• EXTRACTED TEXT:
--- START ---
Unless you’ve been living under a rock, you’ve probably heard that a little over two months ago, New York State Governor Andrew M. Cuomo signed legislation reform advocates and stoners alike have dreamt of for decades, finally legalizing the recreational possession and use of marijuana in New York. Though recreational sale of marijuana will not be legal until at least 2022, the legislation’s passage sets the stage for rapid development of a brand new, multi-billion-dollar, legal cannabis industry in the state.
With big business comes big business divorce. Even before Governor Cuomo signed the new law, legal disputes among marijuana industry entrepreneurs were percolating through the lower courts of the New York State Unified Court System. In this week’s New York Business Divorce, we’re excited to write about what seems to be the very first New York appellate court decision in a marijuana industry business divorce dispute.
The new decision, CIP GP 2018 v Koplewicz, 194 AD3d 639 [1st Dept 2021], addresses a subject we’ve addressed on this blog many times: enforceability under New York law of oral partnership or joint venture agreements. With marijuana investors suddenly flocking to New York in droves – and I suspect often entering into deals with co-owners without adequate documentation to back it up – many similar disputes in the coming years seem likely. New York’s nascent legal marijuana industry may be a bumper crop for business divorce litigators.
The Alleged Partnership
CIP is a fascinating case study in the Wall Street-ization of the marijuana industry. This was not your average mom and pop pot shop. According to the highly-detailed amended complaint, the plaintiff, CIP GP 2018 d/b/a Crimson Investment Partners (“CIP”), is a private equity investment firm formed by three Harvard Business School classmates focusing on “investments in small and medium sized founder-led businesses that benefit from the significant experience of the CIP operators corporatizing their operations and digitizing their processes.” In June 2018, Crimson allegedly entered into an oral “three-way Partnership” with two other investment firms, Thayer Street Partners Management, LLC (“Thayer Street”), a “$400 million private investment firm” headquartered in New York, and Eastmore Management, LLC (“Eastmore”), a “$3 billion private investment firm” also headquartered in New York.
“The Partnership’s business,” according to the amended complaint, “centered on the acquisition and management of cannabis safety testing laboratories across the country (and integrated technologies including software and robotics) – a substantial growth sector of the legal cannabis industry as determined after extensive research and analysis by the Partners.”
--- END ---
• INSTRUCTION 1: According to the post on New York's marijuana business disputes, what is the earliest year that the recreational sale of marijuana will be legal?
• INSTRUCTION 2: Update the post on New York's marijuana business disputes, starting at "Unless you’ve been" and ending at "in the state.", so that "marijuana" becomes "cannabis".

Records from a point labeling set:
--- START ---
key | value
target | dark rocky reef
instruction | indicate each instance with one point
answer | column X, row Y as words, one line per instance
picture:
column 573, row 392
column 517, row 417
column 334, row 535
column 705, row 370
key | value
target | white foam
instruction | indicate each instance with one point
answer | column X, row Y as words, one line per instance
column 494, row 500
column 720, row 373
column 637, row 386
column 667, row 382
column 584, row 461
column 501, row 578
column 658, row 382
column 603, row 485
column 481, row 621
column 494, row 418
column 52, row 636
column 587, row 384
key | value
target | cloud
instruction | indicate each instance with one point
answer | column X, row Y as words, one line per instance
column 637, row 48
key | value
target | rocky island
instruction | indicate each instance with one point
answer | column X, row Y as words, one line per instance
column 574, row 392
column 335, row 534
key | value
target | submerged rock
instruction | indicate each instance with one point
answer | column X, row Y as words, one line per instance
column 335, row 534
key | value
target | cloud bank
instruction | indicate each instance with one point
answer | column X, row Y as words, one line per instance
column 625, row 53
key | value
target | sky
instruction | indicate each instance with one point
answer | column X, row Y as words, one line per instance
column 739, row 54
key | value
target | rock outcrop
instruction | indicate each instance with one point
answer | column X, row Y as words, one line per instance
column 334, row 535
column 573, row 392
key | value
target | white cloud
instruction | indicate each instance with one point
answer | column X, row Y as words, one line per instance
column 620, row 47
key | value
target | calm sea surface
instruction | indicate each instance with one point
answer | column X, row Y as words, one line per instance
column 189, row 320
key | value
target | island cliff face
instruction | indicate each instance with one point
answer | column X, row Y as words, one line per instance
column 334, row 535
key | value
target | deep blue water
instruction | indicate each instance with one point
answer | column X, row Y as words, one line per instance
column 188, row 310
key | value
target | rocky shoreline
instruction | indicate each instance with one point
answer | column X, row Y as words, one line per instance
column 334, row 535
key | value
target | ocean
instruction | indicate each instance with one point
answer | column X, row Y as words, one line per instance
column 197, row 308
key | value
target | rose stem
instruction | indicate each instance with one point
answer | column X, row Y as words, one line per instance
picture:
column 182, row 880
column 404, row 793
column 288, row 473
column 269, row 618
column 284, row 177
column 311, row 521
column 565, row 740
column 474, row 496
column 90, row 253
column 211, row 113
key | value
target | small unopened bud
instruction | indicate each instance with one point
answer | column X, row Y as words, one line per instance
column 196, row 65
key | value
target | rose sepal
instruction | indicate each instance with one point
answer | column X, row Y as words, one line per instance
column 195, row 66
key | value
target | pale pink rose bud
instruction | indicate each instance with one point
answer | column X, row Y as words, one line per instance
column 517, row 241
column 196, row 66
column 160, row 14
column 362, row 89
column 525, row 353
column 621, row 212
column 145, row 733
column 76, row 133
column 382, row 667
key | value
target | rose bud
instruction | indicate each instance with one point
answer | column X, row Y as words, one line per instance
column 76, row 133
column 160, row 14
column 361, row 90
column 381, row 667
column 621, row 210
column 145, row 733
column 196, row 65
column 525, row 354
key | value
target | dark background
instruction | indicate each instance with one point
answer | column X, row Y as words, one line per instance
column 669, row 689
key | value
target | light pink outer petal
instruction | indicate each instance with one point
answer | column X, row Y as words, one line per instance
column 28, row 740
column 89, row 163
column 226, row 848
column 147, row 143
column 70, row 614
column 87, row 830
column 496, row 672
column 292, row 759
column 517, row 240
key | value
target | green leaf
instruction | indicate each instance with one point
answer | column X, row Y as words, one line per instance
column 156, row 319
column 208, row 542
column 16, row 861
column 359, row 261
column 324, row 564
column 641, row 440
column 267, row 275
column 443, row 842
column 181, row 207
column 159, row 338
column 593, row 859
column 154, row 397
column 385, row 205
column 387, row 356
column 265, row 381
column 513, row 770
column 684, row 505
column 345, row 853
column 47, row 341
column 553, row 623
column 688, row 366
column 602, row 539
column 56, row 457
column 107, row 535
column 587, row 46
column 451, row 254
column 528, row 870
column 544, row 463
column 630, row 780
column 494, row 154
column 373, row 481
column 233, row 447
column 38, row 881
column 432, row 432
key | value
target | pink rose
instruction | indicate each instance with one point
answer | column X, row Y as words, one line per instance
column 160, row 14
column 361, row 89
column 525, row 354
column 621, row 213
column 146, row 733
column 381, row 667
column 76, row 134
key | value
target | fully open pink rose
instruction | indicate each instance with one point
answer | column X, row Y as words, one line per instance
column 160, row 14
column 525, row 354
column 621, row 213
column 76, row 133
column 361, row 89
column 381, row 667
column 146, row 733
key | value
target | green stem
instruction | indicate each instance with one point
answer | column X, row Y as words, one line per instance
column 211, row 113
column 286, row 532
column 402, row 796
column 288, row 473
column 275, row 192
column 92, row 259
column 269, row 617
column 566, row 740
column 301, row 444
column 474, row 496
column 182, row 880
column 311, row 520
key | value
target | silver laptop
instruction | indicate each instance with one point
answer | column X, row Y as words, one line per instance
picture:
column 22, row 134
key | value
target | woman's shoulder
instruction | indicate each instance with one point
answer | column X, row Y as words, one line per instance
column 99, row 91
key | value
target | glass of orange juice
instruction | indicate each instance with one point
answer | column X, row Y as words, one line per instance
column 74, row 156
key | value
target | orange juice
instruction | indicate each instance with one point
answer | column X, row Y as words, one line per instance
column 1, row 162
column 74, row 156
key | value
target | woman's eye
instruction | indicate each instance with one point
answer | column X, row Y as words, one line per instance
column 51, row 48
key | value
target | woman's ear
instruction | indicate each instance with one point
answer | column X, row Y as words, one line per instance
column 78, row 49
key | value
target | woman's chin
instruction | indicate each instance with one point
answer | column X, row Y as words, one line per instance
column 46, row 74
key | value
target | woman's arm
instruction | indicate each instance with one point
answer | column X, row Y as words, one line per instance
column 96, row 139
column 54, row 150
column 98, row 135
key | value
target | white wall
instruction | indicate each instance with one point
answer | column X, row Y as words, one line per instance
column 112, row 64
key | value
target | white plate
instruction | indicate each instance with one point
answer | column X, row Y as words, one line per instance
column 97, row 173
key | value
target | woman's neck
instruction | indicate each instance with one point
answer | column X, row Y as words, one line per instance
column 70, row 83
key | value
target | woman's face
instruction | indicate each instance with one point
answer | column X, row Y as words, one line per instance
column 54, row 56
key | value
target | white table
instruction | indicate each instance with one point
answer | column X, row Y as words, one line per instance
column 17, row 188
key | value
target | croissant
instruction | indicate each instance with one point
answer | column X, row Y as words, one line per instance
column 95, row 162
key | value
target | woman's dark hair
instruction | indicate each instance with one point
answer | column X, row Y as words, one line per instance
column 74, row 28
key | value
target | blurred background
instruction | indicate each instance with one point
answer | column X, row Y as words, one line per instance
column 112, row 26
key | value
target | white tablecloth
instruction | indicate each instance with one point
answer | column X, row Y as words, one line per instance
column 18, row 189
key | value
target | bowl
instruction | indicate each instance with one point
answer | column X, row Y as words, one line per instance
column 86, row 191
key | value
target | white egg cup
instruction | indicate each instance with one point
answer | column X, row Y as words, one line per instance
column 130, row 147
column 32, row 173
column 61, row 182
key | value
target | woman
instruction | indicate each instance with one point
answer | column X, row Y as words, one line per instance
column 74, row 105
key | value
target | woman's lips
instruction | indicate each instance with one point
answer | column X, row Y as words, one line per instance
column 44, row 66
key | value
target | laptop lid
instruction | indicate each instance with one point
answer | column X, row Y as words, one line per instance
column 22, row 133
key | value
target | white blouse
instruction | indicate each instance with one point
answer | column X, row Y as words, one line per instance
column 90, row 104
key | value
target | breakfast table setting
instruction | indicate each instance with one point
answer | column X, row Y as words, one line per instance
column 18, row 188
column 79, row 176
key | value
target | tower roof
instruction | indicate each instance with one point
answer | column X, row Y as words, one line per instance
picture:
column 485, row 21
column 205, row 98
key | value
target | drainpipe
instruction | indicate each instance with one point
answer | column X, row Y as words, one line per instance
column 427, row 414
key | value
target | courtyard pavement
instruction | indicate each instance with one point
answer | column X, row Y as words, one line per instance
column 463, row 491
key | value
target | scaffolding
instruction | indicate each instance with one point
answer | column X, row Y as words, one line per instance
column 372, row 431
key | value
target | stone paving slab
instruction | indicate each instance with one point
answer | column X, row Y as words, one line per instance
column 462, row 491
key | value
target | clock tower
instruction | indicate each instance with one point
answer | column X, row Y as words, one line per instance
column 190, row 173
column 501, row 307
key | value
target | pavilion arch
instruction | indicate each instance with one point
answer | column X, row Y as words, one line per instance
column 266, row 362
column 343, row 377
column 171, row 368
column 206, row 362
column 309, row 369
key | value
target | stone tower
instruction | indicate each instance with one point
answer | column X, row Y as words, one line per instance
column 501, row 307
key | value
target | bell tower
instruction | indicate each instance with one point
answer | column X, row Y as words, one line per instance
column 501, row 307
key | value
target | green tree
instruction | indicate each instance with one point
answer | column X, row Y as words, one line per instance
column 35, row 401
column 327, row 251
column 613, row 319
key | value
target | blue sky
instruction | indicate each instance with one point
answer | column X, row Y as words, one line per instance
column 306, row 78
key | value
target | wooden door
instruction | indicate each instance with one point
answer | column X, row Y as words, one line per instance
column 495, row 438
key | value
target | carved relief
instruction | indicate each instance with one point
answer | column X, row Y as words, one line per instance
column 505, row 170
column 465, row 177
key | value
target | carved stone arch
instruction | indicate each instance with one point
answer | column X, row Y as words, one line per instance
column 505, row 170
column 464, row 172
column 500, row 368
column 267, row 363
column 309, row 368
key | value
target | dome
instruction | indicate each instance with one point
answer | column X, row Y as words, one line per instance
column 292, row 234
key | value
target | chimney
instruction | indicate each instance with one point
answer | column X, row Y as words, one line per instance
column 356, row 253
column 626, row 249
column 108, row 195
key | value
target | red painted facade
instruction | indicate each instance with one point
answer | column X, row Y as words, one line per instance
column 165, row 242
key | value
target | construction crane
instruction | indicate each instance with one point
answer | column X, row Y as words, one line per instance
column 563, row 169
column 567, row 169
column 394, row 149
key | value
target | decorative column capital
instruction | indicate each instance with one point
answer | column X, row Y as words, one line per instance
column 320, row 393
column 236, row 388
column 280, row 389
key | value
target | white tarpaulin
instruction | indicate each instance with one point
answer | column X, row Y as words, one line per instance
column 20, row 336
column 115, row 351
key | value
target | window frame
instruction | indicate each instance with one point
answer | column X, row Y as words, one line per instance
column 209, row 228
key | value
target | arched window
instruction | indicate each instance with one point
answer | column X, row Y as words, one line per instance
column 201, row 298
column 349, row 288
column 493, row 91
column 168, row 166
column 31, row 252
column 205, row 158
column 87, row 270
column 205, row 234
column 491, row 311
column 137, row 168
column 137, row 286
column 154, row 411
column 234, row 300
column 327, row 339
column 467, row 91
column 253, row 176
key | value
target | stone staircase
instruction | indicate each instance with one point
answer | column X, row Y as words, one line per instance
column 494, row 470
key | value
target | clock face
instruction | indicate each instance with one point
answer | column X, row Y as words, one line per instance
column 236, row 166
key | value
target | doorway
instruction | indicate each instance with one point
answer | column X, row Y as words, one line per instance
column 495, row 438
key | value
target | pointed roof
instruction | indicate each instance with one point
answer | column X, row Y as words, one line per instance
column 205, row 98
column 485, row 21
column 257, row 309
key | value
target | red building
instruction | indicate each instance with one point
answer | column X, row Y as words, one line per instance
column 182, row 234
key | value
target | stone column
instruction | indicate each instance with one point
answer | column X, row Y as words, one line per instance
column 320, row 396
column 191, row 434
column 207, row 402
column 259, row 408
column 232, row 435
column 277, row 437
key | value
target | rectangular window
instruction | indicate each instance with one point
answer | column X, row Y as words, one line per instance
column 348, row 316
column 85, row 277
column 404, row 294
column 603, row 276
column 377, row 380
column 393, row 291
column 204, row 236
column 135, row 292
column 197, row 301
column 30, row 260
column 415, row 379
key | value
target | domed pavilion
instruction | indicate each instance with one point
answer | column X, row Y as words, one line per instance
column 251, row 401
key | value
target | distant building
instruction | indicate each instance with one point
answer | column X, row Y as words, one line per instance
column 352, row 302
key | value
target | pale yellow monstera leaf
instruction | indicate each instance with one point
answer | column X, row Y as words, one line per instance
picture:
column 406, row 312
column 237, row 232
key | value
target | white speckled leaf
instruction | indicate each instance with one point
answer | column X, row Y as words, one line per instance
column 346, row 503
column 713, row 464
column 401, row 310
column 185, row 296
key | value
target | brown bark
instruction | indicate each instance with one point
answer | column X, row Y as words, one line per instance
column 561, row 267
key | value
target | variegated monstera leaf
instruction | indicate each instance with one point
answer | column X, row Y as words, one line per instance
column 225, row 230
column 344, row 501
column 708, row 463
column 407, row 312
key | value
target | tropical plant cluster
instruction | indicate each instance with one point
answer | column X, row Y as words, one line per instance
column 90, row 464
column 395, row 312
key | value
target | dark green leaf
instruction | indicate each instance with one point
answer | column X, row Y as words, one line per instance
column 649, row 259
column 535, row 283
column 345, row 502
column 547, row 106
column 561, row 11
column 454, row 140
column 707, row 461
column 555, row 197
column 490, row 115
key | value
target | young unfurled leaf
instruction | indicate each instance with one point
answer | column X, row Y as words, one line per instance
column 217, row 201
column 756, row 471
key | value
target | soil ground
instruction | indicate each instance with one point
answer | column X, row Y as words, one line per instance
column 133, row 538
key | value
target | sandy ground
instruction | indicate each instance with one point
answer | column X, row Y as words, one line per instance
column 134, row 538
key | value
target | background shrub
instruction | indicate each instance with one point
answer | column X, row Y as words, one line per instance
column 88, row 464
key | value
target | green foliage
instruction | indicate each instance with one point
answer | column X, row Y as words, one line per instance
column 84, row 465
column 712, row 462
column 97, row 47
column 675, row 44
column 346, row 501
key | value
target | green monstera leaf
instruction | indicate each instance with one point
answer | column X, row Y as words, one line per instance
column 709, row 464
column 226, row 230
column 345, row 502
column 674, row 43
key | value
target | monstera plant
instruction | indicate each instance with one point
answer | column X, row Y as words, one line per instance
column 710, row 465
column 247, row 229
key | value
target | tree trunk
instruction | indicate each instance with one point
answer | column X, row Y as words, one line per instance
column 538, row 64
--- END ---
• EXERCISE RESPONSE 1: 2022

• EXERCISE RESPONSE 2:
Unless you’ve been living under a rock, you’ve probably heard that a little over two months ago, New York State Governor Andrew M. Cuomo signed legislation reform advocates and stoners alike have dreamt of for decades, finally legalizing the recreational possession and use of cannabis in New York. Though recreational sale of cannabis will not be legal until at least 2022, the legislation’s passage sets the stage for rapid development of a brand new, multi-billion-dollar, legal cannabis industry in the state.